┌─ Extracted data

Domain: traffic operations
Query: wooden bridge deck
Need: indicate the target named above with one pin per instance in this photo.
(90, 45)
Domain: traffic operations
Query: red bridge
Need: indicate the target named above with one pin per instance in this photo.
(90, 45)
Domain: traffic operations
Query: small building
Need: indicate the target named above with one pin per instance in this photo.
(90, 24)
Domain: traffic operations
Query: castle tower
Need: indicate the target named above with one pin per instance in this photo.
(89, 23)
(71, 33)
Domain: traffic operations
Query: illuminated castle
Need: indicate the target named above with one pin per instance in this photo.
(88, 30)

└─

Could you give the data above again with "traffic operations" changed to "road network monitoring" throughout and everything else left as it is?

Complete output
Domain: road network monitoring
Query: wooden bridge deck
Need: indicate the target named above with one pin per instance in this photo.
(90, 45)
Domain: road network monitoring
Query: red bridge
Need: indicate the target named above with one pin per instance in this photo.
(90, 45)
Domain: road network monitoring
Query: small building
Need: indicate the target named above with one pin per instance in this photo.
(90, 24)
Domain: road network monitoring
Query: castle tower
Need: indicate the target named above with one pin per instance in this photo.
(89, 23)
(71, 33)
Domain: road network monitoring
Query: illuminated castle
Need: indicate the target named above with one pin per instance in this photo.
(88, 30)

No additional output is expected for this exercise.